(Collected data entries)
──────

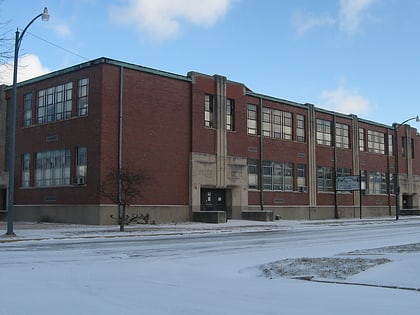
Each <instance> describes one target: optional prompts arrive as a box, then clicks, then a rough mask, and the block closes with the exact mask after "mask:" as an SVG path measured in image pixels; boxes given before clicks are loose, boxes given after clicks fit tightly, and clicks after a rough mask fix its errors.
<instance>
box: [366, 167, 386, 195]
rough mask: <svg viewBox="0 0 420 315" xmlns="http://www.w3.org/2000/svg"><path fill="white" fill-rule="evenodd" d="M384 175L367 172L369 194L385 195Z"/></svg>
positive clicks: (378, 173) (384, 173) (378, 172)
mask: <svg viewBox="0 0 420 315" xmlns="http://www.w3.org/2000/svg"><path fill="white" fill-rule="evenodd" d="M386 193H387V182H386V173H381V172H369V194H376V195H378V194H386Z"/></svg>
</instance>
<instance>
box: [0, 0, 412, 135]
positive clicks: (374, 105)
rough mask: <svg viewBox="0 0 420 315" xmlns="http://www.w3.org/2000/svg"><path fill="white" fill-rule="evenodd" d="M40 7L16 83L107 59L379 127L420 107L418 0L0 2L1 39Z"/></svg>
mask: <svg viewBox="0 0 420 315" xmlns="http://www.w3.org/2000/svg"><path fill="white" fill-rule="evenodd" d="M45 6H47V7H48V10H49V13H50V16H51V17H50V21H49V22H46V23H45V22H42V21H41V20H39V21H36V22H35V23H34V24H33V25H31V27H30V29H28V33H27V34H26V35H25V38H24V39H23V42H22V45H21V49H20V56H21V60H20V63H19V64H20V65H21V67H19V80H23V79H26V78H29V77H33V76H37V75H39V74H41V73H46V72H50V71H54V70H59V69H62V68H65V67H69V66H72V65H75V64H78V63H82V62H84V61H86V60H91V59H95V58H98V57H109V58H113V59H117V60H121V61H126V62H130V63H135V64H139V65H143V66H147V67H152V68H155V69H159V70H164V71H169V72H173V73H177V74H182V75H186V74H187V72H188V71H198V72H203V73H206V74H210V75H213V74H220V75H224V76H226V77H227V78H228V79H229V80H233V81H238V82H242V83H244V84H245V85H246V86H247V87H248V88H250V89H251V90H253V91H254V92H257V93H261V94H266V95H270V96H274V97H278V98H283V99H286V100H290V101H294V102H299V103H312V104H315V105H316V106H318V107H321V108H325V109H330V110H334V111H338V112H342V113H345V114H350V113H352V114H356V115H358V116H359V117H361V118H364V119H369V120H373V121H377V122H380V123H383V124H387V125H390V124H392V123H393V122H398V123H401V122H402V121H404V120H406V119H407V118H411V117H415V116H416V115H417V114H420V106H419V105H420V41H419V38H420V36H419V35H420V19H419V18H418V14H419V12H420V0H316V1H315V0H293V1H290V0H114V1H111V0H72V1H69V0H44V1H39V0H2V2H0V21H1V22H7V26H6V27H3V28H4V29H5V30H6V31H8V32H7V33H6V35H7V36H6V37H9V38H11V39H13V38H14V31H15V30H16V28H17V27H19V28H20V29H23V28H24V27H25V26H26V24H27V23H28V22H29V21H30V20H31V19H32V18H33V17H34V16H36V15H37V14H38V13H41V12H42V10H43V8H44V7H45ZM11 49H13V40H12V41H11ZM9 62H12V60H9ZM10 73H11V67H10V66H5V65H3V66H0V83H5V82H10V81H11V79H10V78H11V75H10ZM411 124H412V125H413V126H414V127H416V128H420V126H416V122H414V121H413V122H411Z"/></svg>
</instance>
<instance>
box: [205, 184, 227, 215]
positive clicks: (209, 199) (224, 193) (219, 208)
mask: <svg viewBox="0 0 420 315" xmlns="http://www.w3.org/2000/svg"><path fill="white" fill-rule="evenodd" d="M201 211H226V191H225V190H224V189H201Z"/></svg>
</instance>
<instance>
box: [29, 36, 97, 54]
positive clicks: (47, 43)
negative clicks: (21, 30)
mask: <svg viewBox="0 0 420 315" xmlns="http://www.w3.org/2000/svg"><path fill="white" fill-rule="evenodd" d="M26 33H27V34H29V35H31V36H33V37H35V38H37V39H39V40H42V41H43V42H46V43H47V44H50V45H51V46H54V47H56V48H58V49H61V50H64V51H65V52H67V53H69V54H72V55H74V56H77V57H79V58H81V59H83V60H86V61H89V59H88V58H86V57H84V56H82V55H79V54H78V53H75V52H74V51H71V50H69V49H66V48H64V47H61V46H59V45H57V44H54V43H52V42H50V41H49V40H46V39H45V38H42V37H40V36H38V35H35V34H33V33H30V32H28V31H26Z"/></svg>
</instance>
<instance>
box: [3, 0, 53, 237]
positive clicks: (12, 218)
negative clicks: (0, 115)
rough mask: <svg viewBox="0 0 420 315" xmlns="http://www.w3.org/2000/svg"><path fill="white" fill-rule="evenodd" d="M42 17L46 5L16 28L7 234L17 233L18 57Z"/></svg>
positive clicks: (9, 144) (46, 15)
mask: <svg viewBox="0 0 420 315" xmlns="http://www.w3.org/2000/svg"><path fill="white" fill-rule="evenodd" d="M38 18H41V19H42V21H48V20H49V19H50V15H49V14H48V9H47V8H46V7H45V8H44V10H43V11H42V13H40V14H38V15H37V16H35V17H34V18H33V19H32V20H31V21H30V22H29V23H28V25H26V27H25V28H24V29H23V31H22V33H19V30H16V37H15V55H14V63H13V90H12V108H11V111H10V122H9V128H10V129H9V191H8V199H7V232H6V235H15V233H14V232H13V219H14V209H13V205H14V194H15V158H16V157H15V146H16V106H17V69H18V57H19V48H20V44H21V43H22V38H23V35H25V32H26V30H27V29H28V28H29V26H31V25H32V23H33V22H35V20H36V19H38Z"/></svg>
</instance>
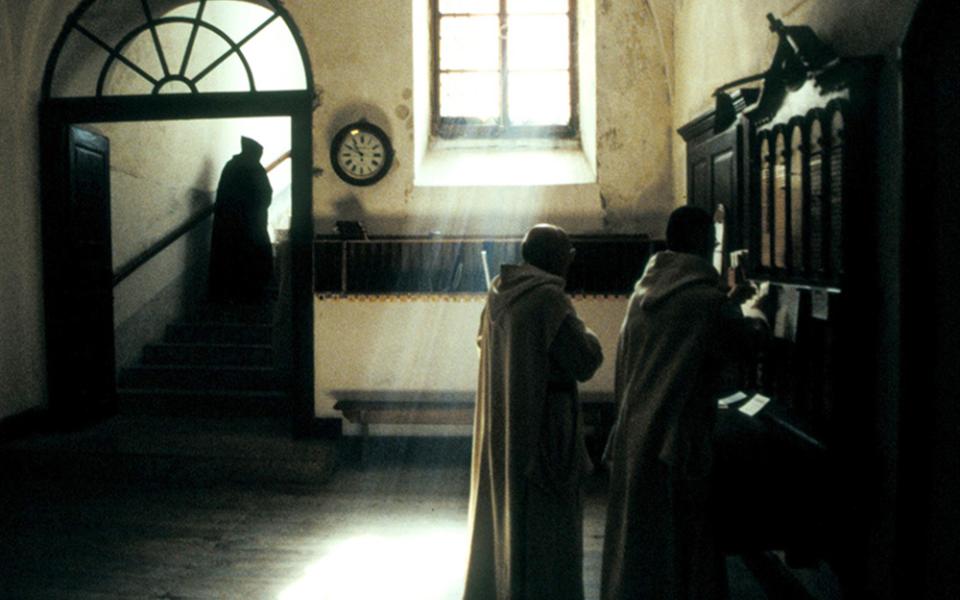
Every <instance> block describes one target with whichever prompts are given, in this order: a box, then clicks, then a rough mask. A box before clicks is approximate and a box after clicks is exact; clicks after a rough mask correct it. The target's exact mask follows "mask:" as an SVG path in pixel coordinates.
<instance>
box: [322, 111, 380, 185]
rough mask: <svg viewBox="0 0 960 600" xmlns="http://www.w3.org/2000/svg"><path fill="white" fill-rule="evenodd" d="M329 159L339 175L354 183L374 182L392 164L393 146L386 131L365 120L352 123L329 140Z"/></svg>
mask: <svg viewBox="0 0 960 600" xmlns="http://www.w3.org/2000/svg"><path fill="white" fill-rule="evenodd" d="M330 162H331V163H332V164H333V170H334V171H336V173H337V175H339V176H340V179H343V180H344V181H346V182H347V183H350V184H352V185H371V184H374V183H376V182H378V181H380V180H381V179H383V177H384V176H385V175H386V174H387V171H389V170H390V165H391V164H393V146H392V145H391V144H390V138H389V137H388V136H387V134H386V133H384V131H383V130H382V129H380V128H379V127H377V126H376V125H374V124H372V123H367V122H366V121H357V122H356V123H351V124H349V125H347V126H346V127H344V128H343V129H341V130H340V131H338V132H337V135H335V136H334V138H333V142H332V143H331V144H330Z"/></svg>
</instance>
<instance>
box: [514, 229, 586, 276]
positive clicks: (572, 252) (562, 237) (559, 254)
mask: <svg viewBox="0 0 960 600" xmlns="http://www.w3.org/2000/svg"><path fill="white" fill-rule="evenodd" d="M520 252H521V255H522V256H523V260H524V262H526V263H527V264H530V265H533V266H535V267H537V268H538V269H543V270H544V271H546V272H548V273H552V274H554V275H558V276H560V277H566V276H567V269H569V268H570V263H571V262H573V246H572V245H571V244H570V238H569V237H567V232H566V231H564V230H563V229H561V228H559V227H557V226H556V225H549V224H547V223H541V224H539V225H534V226H533V227H531V228H530V230H529V231H527V235H525V236H524V238H523V244H522V245H521V246H520Z"/></svg>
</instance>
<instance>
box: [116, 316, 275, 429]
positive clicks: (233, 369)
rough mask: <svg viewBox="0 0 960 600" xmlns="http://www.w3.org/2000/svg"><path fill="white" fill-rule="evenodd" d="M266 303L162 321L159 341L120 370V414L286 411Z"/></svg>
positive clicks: (230, 415) (210, 412)
mask: <svg viewBox="0 0 960 600" xmlns="http://www.w3.org/2000/svg"><path fill="white" fill-rule="evenodd" d="M273 305H274V303H273V302H264V303H262V304H256V305H235V306H234V305H225V306H218V305H207V306H203V307H202V308H201V309H200V310H198V311H197V312H196V313H195V315H194V316H193V317H191V318H189V319H188V320H186V321H183V322H180V323H174V324H171V325H169V326H168V327H167V330H166V335H165V337H164V339H163V341H161V342H160V343H156V344H150V345H148V346H147V347H145V348H144V350H143V355H142V358H141V361H140V363H139V364H136V365H133V366H130V367H128V368H125V369H123V370H122V371H121V373H120V376H119V380H118V389H117V394H118V399H119V404H120V412H121V414H123V415H131V416H175V417H280V416H283V415H289V414H290V411H289V403H288V395H287V393H286V392H285V382H284V381H283V377H282V376H281V374H280V371H279V370H278V369H277V365H276V364H275V363H276V360H275V352H274V347H273V343H274V339H273V338H274V327H273V312H274V311H273Z"/></svg>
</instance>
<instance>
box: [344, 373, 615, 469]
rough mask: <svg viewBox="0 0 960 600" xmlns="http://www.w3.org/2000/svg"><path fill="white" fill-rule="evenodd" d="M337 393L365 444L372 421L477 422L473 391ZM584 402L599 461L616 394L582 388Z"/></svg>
mask: <svg viewBox="0 0 960 600" xmlns="http://www.w3.org/2000/svg"><path fill="white" fill-rule="evenodd" d="M333 396H334V397H335V398H337V401H336V403H335V404H334V405H333V408H334V409H336V410H339V411H340V412H341V413H343V417H344V418H345V419H346V420H347V421H349V422H351V423H354V424H357V425H359V426H360V438H361V448H362V447H363V444H364V442H365V441H366V439H367V438H368V437H369V436H370V426H371V425H426V426H429V425H472V424H473V412H474V393H473V392H463V391H453V392H434V391H429V392H427V391H412V392H411V391H391V392H381V391H359V390H356V391H337V392H335V393H334V394H333ZM580 404H581V406H582V409H583V417H584V424H585V425H586V426H587V428H588V435H587V447H588V450H589V451H590V455H591V458H593V460H594V461H598V460H599V459H600V457H601V455H602V454H603V447H604V444H605V443H606V439H607V434H608V432H609V431H610V427H611V426H612V424H613V418H614V417H615V413H614V405H613V399H612V395H611V394H610V393H608V392H581V393H580ZM361 453H362V451H361Z"/></svg>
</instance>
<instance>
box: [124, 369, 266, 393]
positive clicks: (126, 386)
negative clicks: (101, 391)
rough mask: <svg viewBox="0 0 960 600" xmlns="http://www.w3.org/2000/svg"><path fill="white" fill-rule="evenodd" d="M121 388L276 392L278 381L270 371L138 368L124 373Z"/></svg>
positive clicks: (216, 369)
mask: <svg viewBox="0 0 960 600" xmlns="http://www.w3.org/2000/svg"><path fill="white" fill-rule="evenodd" d="M120 387H122V388H158V389H181V390H224V389H240V390H251V391H252V390H278V389H280V387H281V382H280V378H279V376H278V373H277V371H276V369H274V368H273V367H248V366H212V367H208V366H193V365H140V366H135V367H129V368H126V369H123V371H122V372H121V373H120Z"/></svg>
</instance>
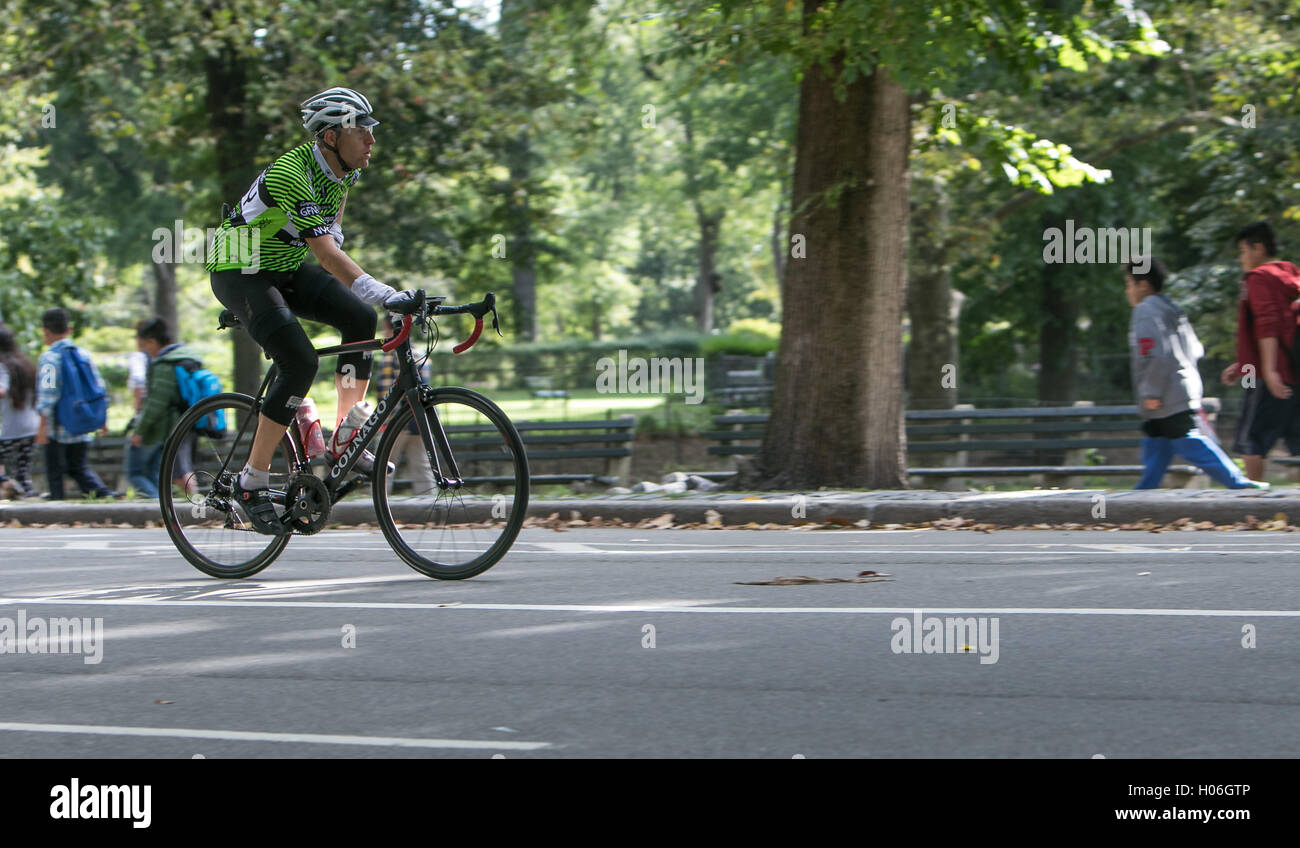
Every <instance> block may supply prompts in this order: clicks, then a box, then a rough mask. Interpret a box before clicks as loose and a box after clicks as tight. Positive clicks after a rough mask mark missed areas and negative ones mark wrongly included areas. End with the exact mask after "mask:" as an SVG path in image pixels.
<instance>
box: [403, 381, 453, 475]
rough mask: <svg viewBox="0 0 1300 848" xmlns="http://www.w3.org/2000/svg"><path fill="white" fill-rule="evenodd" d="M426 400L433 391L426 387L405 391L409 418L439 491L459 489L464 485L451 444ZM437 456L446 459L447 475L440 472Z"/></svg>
mask: <svg viewBox="0 0 1300 848" xmlns="http://www.w3.org/2000/svg"><path fill="white" fill-rule="evenodd" d="M426 398H428V399H432V398H433V390H432V389H429V388H428V386H412V388H411V389H407V393H406V402H407V404H408V406H409V407H411V416H412V417H415V424H416V427H417V428H419V431H420V441H422V442H424V450H425V453H426V454H428V455H429V468H432V470H433V477H434V480H437V483H438V488H439V489H442V490H447V489H460V488H461V486H463V485H464V480H461V477H460V470H459V468H458V467H456V458H455V455H454V454H452V453H451V444H450V442H448V441H447V433H446V431H445V429H443V428H442V421H441V420H439V419H438V411H437V410H434V408H433V407H432V406H429V407H425V404H424V401H425V399H426ZM434 447H437V450H434ZM438 454H441V455H442V457H446V459H447V471H448V473H446V475H445V473H443V472H442V464H441V463H439V460H438Z"/></svg>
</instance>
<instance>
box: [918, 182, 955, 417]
mask: <svg viewBox="0 0 1300 848" xmlns="http://www.w3.org/2000/svg"><path fill="white" fill-rule="evenodd" d="M915 189H919V190H914V191H913V192H911V196H913V200H914V202H915V205H914V208H913V213H914V215H915V216H917V224H918V226H917V228H915V230H914V232H915V233H918V238H914V239H911V247H913V254H911V263H910V267H911V276H910V278H909V280H907V317H909V320H910V323H911V343H910V345H907V369H906V373H907V408H910V410H950V408H953V406H954V404H956V403H957V376H958V375H957V311H956V310H954V308H953V278H952V265H950V260H949V256H948V246H946V245H948V192H946V189H945V187H944V186H941V185H937V183H927V185H923V186H917V187H915Z"/></svg>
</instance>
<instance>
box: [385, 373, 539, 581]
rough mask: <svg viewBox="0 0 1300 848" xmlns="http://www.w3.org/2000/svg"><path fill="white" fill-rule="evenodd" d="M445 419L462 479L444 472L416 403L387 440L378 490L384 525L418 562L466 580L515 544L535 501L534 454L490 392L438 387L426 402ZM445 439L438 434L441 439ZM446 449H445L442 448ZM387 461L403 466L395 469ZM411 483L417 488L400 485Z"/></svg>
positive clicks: (400, 554)
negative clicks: (433, 396)
mask: <svg viewBox="0 0 1300 848" xmlns="http://www.w3.org/2000/svg"><path fill="white" fill-rule="evenodd" d="M426 410H428V412H429V416H430V423H441V424H442V428H443V432H445V433H446V437H447V441H446V444H447V446H448V449H450V451H451V454H452V457H454V458H455V462H454V463H452V462H450V460H448V457H446V455H439V457H438V459H439V463H438V466H439V470H441V471H442V472H446V471H447V470H450V468H452V467H456V468H458V470H459V471H460V473H461V479H460V480H459V481H455V480H447V479H442V477H439V475H438V473H437V471H435V470H434V468H433V467H432V466H430V463H429V460H428V455H426V454H425V451H424V446H422V445H424V444H422V440H421V438H420V436H419V433H417V432H415V433H412V432H411V429H412V428H411V424H412V419H411V414H409V410H402V411H400V412H399V414H396V415H395V416H394V419H393V421H391V423H390V424H389V429H390V432H389V433H386V434H385V438H383V441H382V444H381V446H380V451H378V453H380V455H378V459H377V462H376V468H377V470H380V471H378V475H377V477H376V481H374V497H376V505H377V512H378V519H380V527H381V529H383V533H385V536H386V537H387V538H389V542H390V544H391V545H393V548H394V550H395V551H396V553H398V555H400V557H402V558H403V559H404V561H406V562H407V563H408V564H409V566H411V567H412V568H415V570H416V571H420V572H421V574H425V575H429V576H432V577H439V579H448V580H458V579H464V577H469V576H473V575H476V574H481V572H482V571H486V570H487V568H489V567H491V566H493V564H494V563H495V562H497V561H498V559H500V557H502V555H504V553H506V551H507V550H508V549H510V545H511V544H512V542H513V540H515V536H516V535H517V533H519V527H520V524H521V523H523V520H524V512H525V511H526V507H528V460H526V457H525V454H524V447H523V444H521V442H520V440H519V434H517V433H516V432H515V428H513V425H511V424H510V420H508V419H507V417H506V416H504V414H503V412H502V411H500V410H499V408H498V407H497V406H495V404H494V403H491V402H490V401H489V399H487V398H484V397H482V395H478V394H476V393H473V391H469V390H468V389H438V390H437V391H435V393H434V397H433V401H432V402H430V403H429V404H428V407H426ZM437 441H438V440H435V442H437ZM439 454H441V451H439ZM385 460H387V462H393V463H394V464H396V466H398V470H396V471H395V472H394V473H393V475H389V472H387V471H386V470H385V468H383V464H385ZM407 483H409V484H411V485H412V489H411V490H409V492H408V493H407V492H400V490H394V492H390V489H400V488H404V485H406V484H407Z"/></svg>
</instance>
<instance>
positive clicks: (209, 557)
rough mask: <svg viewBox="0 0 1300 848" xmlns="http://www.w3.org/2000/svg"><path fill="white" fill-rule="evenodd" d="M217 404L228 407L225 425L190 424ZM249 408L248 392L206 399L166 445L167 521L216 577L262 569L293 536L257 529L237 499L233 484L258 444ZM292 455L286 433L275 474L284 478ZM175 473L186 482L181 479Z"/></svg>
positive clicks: (277, 460) (182, 417)
mask: <svg viewBox="0 0 1300 848" xmlns="http://www.w3.org/2000/svg"><path fill="white" fill-rule="evenodd" d="M217 410H222V411H225V414H226V415H225V417H226V429H225V431H222V432H220V433H214V432H198V431H194V429H192V425H194V424H195V423H196V421H199V420H200V419H203V417H204V416H208V415H212V414H213V412H216V411H217ZM251 411H252V399H251V398H248V397H246V395H237V394H221V395H216V397H212V398H207V399H204V401H203V402H200V403H198V404H195V406H194V407H192V408H191V410H190V411H187V412H186V415H185V416H183V417H182V419H181V421H179V423H178V425H177V428H175V431H174V432H173V436H172V437H170V438H169V440H168V445H166V447H165V449H164V451H162V468H161V472H160V483H161V484H162V485H161V486H160V492H159V494H160V503H161V507H162V516H164V524H165V525H166V528H168V532H169V533H170V536H172V540H173V541H174V542H175V546H177V550H179V551H181V554H182V555H183V557H185V558H186V559H187V561H188V562H190V563H191V564H194V566H195V567H196V568H199V570H200V571H203V572H205V574H209V575H212V576H217V577H246V576H248V575H251V574H256V572H257V571H260V570H261V568H265V567H266V566H268V564H269V563H270V562H272V561H274V558H276V557H277V555H278V554H279V551H282V550H283V549H285V545H286V544H289V538H290V537H289V536H278V537H277V536H265V535H261V533H257V532H256V531H255V529H253V528H252V525H251V524H250V522H248V520H247V518H246V516H244V514H243V512H242V509H240V507H239V506H238V505H237V503H235V501H234V496H233V492H231V484H233V481H234V476H235V473H238V471H239V468H242V467H243V462H244V459H246V457H247V454H248V450H250V447H251V446H252V437H253V428H255V427H256V419H253V417H252V416H251ZM208 420H212V419H208ZM240 427H242V429H243V432H240ZM182 434H185V438H183V440H182V438H181V436H182ZM185 442H188V444H187V445H186V444H185ZM291 455H292V447H291V445H290V442H289V438H287V436H286V438H285V440H283V441H282V442H281V445H279V447H278V449H277V451H276V455H274V459H273V462H272V473H273V475H279V476H281V477H282V479H283V477H286V476H287V472H289V470H290V458H291ZM177 480H179V481H181V483H182V484H183V485H175V481H177ZM191 489H192V490H191Z"/></svg>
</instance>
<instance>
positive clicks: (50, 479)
mask: <svg viewBox="0 0 1300 848" xmlns="http://www.w3.org/2000/svg"><path fill="white" fill-rule="evenodd" d="M88 447H90V444H88V442H56V441H53V440H51V441H49V442H47V444H45V479H47V480H49V499H51V501H62V499H64V475H68V476H69V477H72V479H73V480H75V481H77V485H78V486H81V490H82V494H92V493H94V494H98V496H99V497H101V498H107V497H112V494H113V490H112V489H109V488H108V486H105V485H104V481H103V480H100V479H99V475H98V473H95V470H94V468H91V467H90V464H88V463H87V462H86V451H87V449H88Z"/></svg>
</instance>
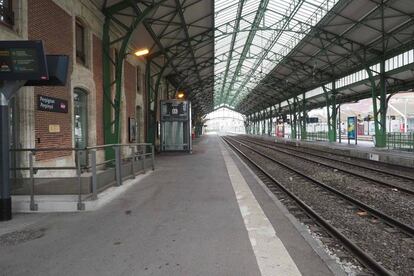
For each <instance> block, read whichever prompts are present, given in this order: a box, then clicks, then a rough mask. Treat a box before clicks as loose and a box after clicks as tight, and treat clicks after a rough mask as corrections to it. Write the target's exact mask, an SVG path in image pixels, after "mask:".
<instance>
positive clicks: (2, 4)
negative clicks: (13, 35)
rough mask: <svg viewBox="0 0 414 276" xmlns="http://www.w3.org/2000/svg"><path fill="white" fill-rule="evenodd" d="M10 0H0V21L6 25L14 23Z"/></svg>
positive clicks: (9, 24)
mask: <svg viewBox="0 0 414 276" xmlns="http://www.w3.org/2000/svg"><path fill="white" fill-rule="evenodd" d="M12 2H13V1H12V0H0V22H1V23H3V24H5V25H7V26H13V25H14V12H13V5H12Z"/></svg>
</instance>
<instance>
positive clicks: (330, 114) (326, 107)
mask: <svg viewBox="0 0 414 276" xmlns="http://www.w3.org/2000/svg"><path fill="white" fill-rule="evenodd" d="M322 89H323V92H324V95H325V100H326V112H327V119H328V121H327V123H328V139H329V142H336V138H337V137H336V126H337V105H336V95H337V90H336V88H335V82H332V84H331V89H328V87H327V86H326V85H323V86H322Z"/></svg>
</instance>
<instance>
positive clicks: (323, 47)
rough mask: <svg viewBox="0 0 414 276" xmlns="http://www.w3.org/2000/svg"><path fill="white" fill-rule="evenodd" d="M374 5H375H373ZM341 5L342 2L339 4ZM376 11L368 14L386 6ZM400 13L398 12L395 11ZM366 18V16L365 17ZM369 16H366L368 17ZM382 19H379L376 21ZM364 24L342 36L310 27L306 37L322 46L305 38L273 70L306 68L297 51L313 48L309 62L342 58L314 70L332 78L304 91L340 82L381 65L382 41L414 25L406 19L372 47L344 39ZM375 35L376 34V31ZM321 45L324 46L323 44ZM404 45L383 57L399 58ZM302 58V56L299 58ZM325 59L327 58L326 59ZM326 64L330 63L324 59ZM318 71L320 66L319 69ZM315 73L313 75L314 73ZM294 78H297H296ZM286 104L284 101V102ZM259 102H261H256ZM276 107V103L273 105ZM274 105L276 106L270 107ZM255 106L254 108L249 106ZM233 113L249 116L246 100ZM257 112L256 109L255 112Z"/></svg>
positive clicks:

──────

WHAT THE EXERCISE ASKS>
Reproduce, word for word and in full, only the lines above that start at the line with "159L339 175L354 183L374" and run through the line with "box: [514, 229, 586, 276]", both ends included.

RESPONSE>
rough mask: <svg viewBox="0 0 960 600" xmlns="http://www.w3.org/2000/svg"><path fill="white" fill-rule="evenodd" d="M329 159L339 175L354 183L374 182L392 164L393 146L386 131L365 120L352 123L329 140Z"/></svg>
mask: <svg viewBox="0 0 960 600" xmlns="http://www.w3.org/2000/svg"><path fill="white" fill-rule="evenodd" d="M330 162H331V163H332V164H333V170H334V171H336V173H337V175H339V176H340V179H343V180H344V181H346V182H347V183H350V184H352V185H371V184H374V183H376V182H378V181H380V180H381V179H383V177H384V176H385V175H386V174H387V171H389V170H390V165H391V164H393V146H392V145H391V144H390V138H389V137H388V136H387V134H386V133H384V131H383V130H382V129H380V128H379V127H377V126H376V125H374V124H372V123H367V122H366V121H357V122H356V123H351V124H349V125H347V126H346V127H344V128H343V129H341V130H340V131H338V132H337V135H335V136H334V138H333V142H332V143H331V144H330Z"/></svg>
</instance>
<instance>
box: [514, 229, 586, 276]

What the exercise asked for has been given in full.